This is a crazy thing to write about, but what's more wild to me is that this bit of insanity isn't just a widely known thing about me as a person, considering how much it shaped who I am.
TW: Violence, Domestic Abuse, Rape, Murder, Gaslighting.
Maybe if you're from Cape Breton Island, you know about the Big Ben's murder of the 90s.
Here's what I know for sure...
Back in March of 1992 in Sydney, Cape Breton, during a severe snowstorm, 24 year old Marie Lorraine Dupe was brutally stabbed 40 times and passed away during her first backshift at Big Ben's Convenience Store.
The case went cold for 11 years because there were no witnesses or footprints. In 2001, DNA extracted from a discarded cigarette butt at the scene was matched to a national database.
Investigators utilized an elaborate undercover operation (known as "Mr. Big" sting) to elicit a confession from the suspect, Ernest Gordon Strowbridge, who was only 17 years old at the time, who later passed away of natural causes in 2013.
This is all googleable, I pulled the facts here off of google basically word-for-word, even though I know the details all too well at this point after revisiting the case every few years.
Here's How This Case Affects Me Personally
I've never met my biological father.
I was told stories as a child about how terrifying of a person my biological father allegedly is, how I was never to seek him out, never speak about him to anyone, and if I ever saw him in public I should run.
When I was a very young child I was told a story about how my mother moved to Ontario with my biological father and that he was incredibly, viciously, abusive. I was told how my mother's decision to conceive me was solely so that he would allow her to move back to Nova Scotia to be with family so they could have support while raising a baby at twenty one years old (why my mother couldn't pack up her belongings in the middle of the night and run away instead of having an actual literal child I will never know, but in any case at least I get to say I'm alive).
I was told how after they had me, and were living in Sydney, when I was just three months old he apparently tried to rape my mother and when she wouldn't let him he chased us down the road (me in her arms) with a twenty-two shot gun, and by some miracle I just happened to stop crying when he was near and he never found out where we were hiding.
Later, when I was about twelve years old I was told another story. About how the following year when I was just an infant, months after this attempted taking of both mine and my mother's life, there was a brutal murder at a convenience store in Sydney and it was my biological father's doing. No, my biological father wasn't Earnest Gordon Strowbridge, if that's what you're thinking... this is where things get extra strange.
I was told that the night of the murder, my biological father went to work during the snowstorm and just never came home again. I was told that the police had taken my mother into questioning but they couldn't use anything she had said in court because of the way the police were wording the questions. I was told that my biological father had idolized his brother who was a convicted murderer in prison, and he wanted to be just like him someday. I was told that the police sketch of the suspect looks incredibly like my biological father (and it did, I saw it years later and the resemblance was uncanny). I was also told it wasn't 40 stabs, it was 47, that he cut off her breasts and penetrated her with the knife if you know what I mean.
I was also told that the reason we moved to East Hants from Glace Bay was because my biological father had found out where I lived, and he had been looking for me for my entire life so that he could murder me the same way he murdered Marie Lorraine Dupe.

------------------------------

Activities:
(a) In the post about the Big Ben's murder, what was DNA extracted from in 2001 before it was matched to a national database?
(b) Rewrite the paragraph of the post about the Big Ben's murder that begins "Back in March of 1992" as a short list that keeps its main facts.

------------------------------

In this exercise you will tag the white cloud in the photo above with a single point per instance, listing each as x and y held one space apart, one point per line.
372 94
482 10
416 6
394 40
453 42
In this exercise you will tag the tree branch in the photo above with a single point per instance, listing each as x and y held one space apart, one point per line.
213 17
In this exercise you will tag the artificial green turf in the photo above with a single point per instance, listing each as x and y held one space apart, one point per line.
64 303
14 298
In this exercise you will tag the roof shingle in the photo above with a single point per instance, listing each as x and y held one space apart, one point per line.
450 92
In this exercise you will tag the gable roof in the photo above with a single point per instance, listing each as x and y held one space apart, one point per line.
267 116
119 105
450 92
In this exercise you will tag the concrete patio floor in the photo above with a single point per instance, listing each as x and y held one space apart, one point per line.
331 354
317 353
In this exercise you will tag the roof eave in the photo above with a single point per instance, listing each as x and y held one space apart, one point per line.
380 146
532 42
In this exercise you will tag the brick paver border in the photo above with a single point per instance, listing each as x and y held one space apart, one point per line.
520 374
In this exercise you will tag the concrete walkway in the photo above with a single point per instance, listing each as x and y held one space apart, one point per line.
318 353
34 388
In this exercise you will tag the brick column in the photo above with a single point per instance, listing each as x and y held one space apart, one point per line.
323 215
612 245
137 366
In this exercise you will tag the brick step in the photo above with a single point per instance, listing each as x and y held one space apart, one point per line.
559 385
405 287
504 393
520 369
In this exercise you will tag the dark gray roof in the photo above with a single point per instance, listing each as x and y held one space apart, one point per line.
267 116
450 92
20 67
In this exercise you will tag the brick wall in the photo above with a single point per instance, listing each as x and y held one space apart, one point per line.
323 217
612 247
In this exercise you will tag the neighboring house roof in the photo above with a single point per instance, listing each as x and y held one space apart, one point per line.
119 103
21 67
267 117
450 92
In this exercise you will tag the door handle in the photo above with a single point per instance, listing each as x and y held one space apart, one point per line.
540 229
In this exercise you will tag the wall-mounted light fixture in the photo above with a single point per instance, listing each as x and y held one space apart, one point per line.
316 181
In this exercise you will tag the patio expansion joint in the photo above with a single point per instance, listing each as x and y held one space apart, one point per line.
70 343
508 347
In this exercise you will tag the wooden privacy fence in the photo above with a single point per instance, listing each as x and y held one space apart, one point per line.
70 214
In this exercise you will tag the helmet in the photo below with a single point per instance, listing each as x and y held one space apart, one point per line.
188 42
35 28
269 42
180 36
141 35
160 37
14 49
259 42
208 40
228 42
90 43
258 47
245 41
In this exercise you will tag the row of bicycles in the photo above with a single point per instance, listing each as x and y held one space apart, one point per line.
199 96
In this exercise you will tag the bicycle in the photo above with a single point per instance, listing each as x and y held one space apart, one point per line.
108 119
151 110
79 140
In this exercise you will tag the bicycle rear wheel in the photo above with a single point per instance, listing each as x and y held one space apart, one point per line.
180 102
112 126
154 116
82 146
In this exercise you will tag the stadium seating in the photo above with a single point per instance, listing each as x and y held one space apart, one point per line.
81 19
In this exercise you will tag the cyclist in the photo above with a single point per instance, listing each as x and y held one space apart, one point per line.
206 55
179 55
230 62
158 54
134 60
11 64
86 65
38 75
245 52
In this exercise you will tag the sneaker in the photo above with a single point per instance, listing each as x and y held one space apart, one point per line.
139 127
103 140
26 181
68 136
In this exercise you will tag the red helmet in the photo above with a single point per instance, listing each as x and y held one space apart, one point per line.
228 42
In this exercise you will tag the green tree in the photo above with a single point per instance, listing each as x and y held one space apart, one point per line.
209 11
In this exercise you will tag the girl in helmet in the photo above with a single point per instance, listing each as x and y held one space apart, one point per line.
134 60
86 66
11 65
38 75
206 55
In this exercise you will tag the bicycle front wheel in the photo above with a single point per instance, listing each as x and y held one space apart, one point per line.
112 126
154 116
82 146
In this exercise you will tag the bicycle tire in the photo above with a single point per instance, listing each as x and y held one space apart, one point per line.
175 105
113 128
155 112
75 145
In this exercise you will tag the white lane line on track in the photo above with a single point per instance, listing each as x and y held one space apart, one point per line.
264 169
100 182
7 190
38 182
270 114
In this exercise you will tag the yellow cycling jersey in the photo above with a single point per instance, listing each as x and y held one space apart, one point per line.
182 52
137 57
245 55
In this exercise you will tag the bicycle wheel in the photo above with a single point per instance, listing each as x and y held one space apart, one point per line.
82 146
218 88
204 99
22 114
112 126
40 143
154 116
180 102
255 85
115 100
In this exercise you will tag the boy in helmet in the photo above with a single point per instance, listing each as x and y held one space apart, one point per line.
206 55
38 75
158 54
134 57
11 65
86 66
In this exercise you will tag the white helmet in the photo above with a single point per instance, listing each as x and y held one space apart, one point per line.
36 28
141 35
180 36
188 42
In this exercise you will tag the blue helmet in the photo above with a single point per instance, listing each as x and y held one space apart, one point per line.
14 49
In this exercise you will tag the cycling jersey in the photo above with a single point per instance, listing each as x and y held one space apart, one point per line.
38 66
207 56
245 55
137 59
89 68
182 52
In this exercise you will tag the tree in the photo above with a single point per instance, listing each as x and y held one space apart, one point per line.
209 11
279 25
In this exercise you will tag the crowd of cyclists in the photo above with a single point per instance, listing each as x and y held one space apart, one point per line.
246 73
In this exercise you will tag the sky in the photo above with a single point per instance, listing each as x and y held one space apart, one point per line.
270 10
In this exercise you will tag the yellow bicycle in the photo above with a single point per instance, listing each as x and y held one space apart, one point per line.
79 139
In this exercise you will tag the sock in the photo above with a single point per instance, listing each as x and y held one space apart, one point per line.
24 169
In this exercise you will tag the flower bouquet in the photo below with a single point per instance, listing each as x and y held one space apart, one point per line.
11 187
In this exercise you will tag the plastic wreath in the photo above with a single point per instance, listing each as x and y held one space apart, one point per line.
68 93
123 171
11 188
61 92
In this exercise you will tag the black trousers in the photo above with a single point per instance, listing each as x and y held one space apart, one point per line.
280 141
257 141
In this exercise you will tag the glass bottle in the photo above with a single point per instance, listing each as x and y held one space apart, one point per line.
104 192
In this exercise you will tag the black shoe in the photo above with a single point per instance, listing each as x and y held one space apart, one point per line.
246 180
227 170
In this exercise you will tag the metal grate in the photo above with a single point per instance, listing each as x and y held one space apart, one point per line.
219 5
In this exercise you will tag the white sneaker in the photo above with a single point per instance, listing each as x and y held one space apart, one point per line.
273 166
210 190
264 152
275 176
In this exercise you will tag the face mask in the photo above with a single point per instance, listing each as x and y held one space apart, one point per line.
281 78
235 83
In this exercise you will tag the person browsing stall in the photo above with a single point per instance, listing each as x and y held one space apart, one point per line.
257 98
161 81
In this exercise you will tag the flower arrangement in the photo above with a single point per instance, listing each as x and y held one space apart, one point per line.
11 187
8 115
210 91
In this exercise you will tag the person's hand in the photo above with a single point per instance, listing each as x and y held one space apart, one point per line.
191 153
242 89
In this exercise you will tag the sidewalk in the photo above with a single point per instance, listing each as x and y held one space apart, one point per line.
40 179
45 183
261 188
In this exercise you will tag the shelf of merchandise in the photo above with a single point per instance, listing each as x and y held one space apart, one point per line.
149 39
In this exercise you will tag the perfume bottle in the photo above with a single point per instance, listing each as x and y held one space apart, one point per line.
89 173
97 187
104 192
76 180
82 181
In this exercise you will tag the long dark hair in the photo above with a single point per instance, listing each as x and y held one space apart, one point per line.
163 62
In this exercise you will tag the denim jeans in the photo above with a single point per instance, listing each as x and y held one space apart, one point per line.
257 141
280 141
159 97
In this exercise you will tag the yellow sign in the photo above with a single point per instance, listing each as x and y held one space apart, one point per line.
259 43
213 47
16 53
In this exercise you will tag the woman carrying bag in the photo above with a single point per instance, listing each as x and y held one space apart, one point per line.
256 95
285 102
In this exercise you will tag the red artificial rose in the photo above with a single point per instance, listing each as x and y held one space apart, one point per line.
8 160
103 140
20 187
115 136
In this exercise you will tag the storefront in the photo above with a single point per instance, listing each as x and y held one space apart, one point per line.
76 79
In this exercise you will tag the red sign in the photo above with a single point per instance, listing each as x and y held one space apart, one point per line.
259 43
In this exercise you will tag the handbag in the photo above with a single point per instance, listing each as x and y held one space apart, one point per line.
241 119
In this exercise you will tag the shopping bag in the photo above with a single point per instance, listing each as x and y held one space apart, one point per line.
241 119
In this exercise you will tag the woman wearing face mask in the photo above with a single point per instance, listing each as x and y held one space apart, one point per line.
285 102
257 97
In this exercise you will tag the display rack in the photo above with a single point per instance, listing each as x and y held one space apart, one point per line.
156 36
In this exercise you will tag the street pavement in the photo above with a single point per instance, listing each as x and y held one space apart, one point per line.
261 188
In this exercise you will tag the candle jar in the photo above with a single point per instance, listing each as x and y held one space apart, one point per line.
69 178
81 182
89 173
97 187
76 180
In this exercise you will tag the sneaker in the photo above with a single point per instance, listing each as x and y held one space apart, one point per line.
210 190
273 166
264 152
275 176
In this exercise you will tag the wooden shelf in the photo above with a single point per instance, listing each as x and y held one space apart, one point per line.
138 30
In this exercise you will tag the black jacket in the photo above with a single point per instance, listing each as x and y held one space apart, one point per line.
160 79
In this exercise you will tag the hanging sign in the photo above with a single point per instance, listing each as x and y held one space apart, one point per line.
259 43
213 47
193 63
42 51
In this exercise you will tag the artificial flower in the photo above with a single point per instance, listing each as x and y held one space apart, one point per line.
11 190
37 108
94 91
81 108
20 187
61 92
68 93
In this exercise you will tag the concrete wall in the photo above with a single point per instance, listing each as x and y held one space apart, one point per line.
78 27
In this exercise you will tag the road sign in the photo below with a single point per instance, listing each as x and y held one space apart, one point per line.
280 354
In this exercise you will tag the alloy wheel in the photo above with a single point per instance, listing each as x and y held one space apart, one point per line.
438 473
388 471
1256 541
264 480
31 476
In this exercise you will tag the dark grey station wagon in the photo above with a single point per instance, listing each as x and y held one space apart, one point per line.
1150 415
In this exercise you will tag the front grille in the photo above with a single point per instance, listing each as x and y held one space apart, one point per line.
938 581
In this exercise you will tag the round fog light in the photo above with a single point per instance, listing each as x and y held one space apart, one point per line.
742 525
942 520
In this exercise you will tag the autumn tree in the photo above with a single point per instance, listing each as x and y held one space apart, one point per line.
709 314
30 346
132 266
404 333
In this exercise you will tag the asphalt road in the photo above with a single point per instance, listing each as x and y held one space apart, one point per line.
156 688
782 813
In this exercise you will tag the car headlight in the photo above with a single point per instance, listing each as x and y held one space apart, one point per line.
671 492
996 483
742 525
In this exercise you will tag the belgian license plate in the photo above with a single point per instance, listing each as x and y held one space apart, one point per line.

------------------------------

Results for each task:
(a) A discarded cigarette butt at the scene.

(b)
- When: March 1992, during a severe snowstorm
- Where: Big Ben's Convenience Store in Sydney, Cape Breton
- Victim: Marie Lorraine Dupe, 24 years old
- What happened: she was brutally stabbed 40 times and died during her first backshift